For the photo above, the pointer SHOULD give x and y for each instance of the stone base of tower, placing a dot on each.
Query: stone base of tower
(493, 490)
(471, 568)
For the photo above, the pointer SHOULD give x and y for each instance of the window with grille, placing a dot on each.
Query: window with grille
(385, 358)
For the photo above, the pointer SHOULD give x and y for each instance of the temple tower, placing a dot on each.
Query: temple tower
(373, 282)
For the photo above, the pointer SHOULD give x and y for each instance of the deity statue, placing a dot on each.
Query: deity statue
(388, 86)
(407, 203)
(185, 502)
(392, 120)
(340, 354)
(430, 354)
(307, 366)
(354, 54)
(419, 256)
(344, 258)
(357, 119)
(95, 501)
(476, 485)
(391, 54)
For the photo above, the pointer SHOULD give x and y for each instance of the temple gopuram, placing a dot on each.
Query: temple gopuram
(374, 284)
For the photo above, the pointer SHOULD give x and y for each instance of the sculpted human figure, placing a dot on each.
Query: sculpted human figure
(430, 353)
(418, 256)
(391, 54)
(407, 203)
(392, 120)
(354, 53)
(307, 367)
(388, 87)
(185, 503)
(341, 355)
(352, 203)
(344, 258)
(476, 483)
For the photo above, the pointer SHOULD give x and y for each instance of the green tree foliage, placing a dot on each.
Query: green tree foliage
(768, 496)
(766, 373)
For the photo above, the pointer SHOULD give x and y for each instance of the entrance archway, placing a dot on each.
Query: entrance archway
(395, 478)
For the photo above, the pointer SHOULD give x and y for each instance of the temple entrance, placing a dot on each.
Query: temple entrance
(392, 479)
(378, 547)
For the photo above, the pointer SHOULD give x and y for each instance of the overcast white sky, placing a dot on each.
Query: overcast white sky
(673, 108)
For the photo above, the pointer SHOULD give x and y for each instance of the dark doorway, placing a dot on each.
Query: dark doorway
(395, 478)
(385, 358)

◇ ◇ ◇

#### [WHAT TO PRODUCE]
Reproduce each line from the records that contains the word "pointer".

#### [OUTPUT]
For the photo above, the pointer SHOULD give x and y for each instance of the stone base of tower, placing a dot on each.
For the photo above, the pointer SHOULD give x and y for each instance of the window with grille, placing a dot on each.
For the photo above, the pointer SHOULD give x and y for each instance of the temple tower, placing a dot on each.
For the photo above, the pointer SHOULD give x and y for each instance of the deity statue, placing a dot on each.
For the photo above, the pointer SHOULD give x and y for each instance of the temple gopuram, placing a dot on each.
For the photo above, the pointer SHOULD give x and y for each instance of the sculpted human figure, placing a dot on each.
For the photo above, the pointer SHOULD give x and y for each instance of the green tree foliage, placing a dot on each.
For the photo above, the pointer SHOULD give x and y for each instance of the entrance archway, placing a dot on each.
For the photo above, the pointer SHOULD give x and y for each instance of the temple entrance, placing a dot on each.
For the photo above, the pointer SHOULD give x and y for each instance of the overcast white sky, placing a dot on each.
For the photo above, the pointer SHOULD give x and y for each instance of the dark doorway, placing a dot on each.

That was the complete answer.